## The problem
Render the entries below as a Markdown table with the columns Index and Line. Include only the stretch that starts at the line containing "Indicate the bush" and runs through the end of the entries, both ends included, with one numbered row per line and no blank lines.
--- Given data ---
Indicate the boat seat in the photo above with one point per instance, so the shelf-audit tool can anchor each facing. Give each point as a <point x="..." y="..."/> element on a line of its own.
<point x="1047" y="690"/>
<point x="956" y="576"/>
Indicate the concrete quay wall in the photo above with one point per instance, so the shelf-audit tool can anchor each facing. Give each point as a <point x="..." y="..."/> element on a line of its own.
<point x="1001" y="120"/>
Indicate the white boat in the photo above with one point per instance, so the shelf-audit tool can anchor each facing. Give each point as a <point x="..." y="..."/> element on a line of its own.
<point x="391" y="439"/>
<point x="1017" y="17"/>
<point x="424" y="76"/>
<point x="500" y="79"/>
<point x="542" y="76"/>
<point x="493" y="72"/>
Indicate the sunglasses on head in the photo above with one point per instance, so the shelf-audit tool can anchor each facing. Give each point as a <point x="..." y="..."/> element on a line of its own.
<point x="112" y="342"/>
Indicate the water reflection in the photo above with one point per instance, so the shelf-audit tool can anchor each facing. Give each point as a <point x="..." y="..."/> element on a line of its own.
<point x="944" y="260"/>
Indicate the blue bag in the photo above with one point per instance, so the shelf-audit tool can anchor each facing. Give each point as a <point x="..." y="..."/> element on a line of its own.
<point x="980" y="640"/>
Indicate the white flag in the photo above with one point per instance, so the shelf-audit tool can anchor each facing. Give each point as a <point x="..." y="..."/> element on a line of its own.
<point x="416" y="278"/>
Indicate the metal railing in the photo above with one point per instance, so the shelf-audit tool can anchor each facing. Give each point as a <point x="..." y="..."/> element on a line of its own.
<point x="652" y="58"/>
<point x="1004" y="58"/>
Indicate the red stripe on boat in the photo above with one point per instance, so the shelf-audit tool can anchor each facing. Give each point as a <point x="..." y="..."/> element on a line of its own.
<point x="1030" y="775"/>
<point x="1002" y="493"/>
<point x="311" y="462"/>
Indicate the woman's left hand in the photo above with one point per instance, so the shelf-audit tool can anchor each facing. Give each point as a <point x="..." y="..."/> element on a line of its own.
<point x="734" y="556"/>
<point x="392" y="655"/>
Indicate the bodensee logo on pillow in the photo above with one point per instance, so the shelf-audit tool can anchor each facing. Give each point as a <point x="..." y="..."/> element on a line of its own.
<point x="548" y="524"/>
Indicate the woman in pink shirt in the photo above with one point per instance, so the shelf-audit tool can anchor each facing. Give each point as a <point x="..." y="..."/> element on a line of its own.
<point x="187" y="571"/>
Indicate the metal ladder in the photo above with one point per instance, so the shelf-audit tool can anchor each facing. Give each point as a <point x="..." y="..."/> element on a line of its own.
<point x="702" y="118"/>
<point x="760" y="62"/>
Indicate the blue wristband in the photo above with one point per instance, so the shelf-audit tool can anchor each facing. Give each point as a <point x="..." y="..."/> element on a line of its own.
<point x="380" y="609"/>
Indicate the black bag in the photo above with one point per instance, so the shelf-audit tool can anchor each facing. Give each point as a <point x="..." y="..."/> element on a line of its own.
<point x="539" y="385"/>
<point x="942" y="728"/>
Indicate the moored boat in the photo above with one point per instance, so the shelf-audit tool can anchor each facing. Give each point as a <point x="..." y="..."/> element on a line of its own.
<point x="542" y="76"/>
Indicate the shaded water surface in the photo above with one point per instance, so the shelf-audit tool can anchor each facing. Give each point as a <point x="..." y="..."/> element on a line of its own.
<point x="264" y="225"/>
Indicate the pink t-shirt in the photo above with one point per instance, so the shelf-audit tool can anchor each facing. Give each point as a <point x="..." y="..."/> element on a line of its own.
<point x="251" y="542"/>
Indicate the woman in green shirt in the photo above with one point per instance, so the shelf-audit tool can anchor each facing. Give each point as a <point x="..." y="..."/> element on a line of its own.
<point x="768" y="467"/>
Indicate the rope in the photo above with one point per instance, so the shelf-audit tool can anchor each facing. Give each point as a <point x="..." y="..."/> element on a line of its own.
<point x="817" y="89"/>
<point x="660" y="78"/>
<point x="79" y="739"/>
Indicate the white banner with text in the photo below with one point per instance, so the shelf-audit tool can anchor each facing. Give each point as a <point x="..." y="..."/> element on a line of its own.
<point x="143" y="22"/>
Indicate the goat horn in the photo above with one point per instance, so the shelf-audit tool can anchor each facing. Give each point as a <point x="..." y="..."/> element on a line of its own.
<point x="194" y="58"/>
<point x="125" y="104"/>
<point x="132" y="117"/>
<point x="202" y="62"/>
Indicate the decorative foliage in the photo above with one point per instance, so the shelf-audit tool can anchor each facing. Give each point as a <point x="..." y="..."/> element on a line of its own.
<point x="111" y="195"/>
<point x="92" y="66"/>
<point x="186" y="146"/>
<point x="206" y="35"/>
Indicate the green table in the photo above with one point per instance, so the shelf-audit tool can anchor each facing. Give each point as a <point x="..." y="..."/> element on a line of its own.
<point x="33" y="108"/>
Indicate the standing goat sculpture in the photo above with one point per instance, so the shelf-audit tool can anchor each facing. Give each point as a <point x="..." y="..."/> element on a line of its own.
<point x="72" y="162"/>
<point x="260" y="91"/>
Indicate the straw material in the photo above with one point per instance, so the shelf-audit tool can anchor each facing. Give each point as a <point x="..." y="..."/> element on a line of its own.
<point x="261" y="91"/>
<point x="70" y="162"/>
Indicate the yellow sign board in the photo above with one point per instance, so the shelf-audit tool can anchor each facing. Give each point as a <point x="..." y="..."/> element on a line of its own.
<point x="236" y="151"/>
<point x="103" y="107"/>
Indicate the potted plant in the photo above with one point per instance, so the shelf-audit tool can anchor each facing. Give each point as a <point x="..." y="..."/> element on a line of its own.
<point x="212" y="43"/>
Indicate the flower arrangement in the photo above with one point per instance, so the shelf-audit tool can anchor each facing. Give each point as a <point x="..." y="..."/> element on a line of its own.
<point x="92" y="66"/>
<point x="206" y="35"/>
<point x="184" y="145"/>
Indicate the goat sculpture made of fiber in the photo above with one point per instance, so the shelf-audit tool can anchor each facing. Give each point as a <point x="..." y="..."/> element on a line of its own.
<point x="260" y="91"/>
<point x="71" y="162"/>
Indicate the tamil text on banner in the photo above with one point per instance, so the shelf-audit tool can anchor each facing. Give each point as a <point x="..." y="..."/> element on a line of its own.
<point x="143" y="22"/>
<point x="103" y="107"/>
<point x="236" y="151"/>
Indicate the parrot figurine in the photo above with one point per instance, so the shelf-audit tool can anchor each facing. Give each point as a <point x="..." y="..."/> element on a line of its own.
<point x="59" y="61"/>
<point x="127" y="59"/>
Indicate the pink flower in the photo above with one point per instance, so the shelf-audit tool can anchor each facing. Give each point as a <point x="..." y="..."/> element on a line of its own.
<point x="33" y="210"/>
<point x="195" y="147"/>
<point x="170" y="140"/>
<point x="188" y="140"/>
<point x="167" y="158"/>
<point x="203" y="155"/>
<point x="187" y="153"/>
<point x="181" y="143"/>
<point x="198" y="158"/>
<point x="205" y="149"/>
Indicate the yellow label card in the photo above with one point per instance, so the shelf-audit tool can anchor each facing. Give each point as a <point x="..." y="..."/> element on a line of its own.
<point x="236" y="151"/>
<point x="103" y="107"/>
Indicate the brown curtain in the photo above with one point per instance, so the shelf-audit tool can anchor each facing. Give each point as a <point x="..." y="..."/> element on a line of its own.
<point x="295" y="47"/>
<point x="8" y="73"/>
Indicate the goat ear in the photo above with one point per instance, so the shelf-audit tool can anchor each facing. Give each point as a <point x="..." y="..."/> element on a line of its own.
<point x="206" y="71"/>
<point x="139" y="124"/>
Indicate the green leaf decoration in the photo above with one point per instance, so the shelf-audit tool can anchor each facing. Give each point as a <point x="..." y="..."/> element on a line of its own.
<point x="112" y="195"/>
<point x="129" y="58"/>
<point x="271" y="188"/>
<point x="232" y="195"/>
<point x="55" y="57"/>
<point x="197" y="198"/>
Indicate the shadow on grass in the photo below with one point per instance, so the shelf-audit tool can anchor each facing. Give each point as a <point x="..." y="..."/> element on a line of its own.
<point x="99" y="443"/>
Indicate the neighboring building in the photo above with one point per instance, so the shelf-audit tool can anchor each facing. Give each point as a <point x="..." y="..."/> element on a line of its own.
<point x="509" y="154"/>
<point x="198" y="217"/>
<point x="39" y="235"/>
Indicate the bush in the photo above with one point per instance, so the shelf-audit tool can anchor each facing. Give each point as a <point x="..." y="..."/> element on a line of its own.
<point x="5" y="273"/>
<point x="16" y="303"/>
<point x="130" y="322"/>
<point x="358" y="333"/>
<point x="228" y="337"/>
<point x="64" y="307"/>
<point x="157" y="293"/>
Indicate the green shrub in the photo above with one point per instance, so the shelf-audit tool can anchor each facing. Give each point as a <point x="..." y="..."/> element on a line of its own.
---
## Solution to the exercise
| Index | Line |
|---|---|
| 1 | Indicate the bush in the photo above with one point per instance, so the shelf-audit tool can anchor each facing. Give each point as a <point x="..." y="..."/> element on a line of its own. |
| 2 | <point x="5" y="273"/> |
| 3 | <point x="16" y="303"/> |
| 4 | <point x="130" y="322"/> |
| 5 | <point x="358" y="333"/> |
| 6 | <point x="228" y="337"/> |
| 7 | <point x="64" y="307"/> |
| 8 | <point x="157" y="293"/> |
| 9 | Indicate the green shrub in the photo above with one point per instance, so the shelf-audit tool can anchor each facing. Give each point as a <point x="..." y="..."/> element on a line of its own. |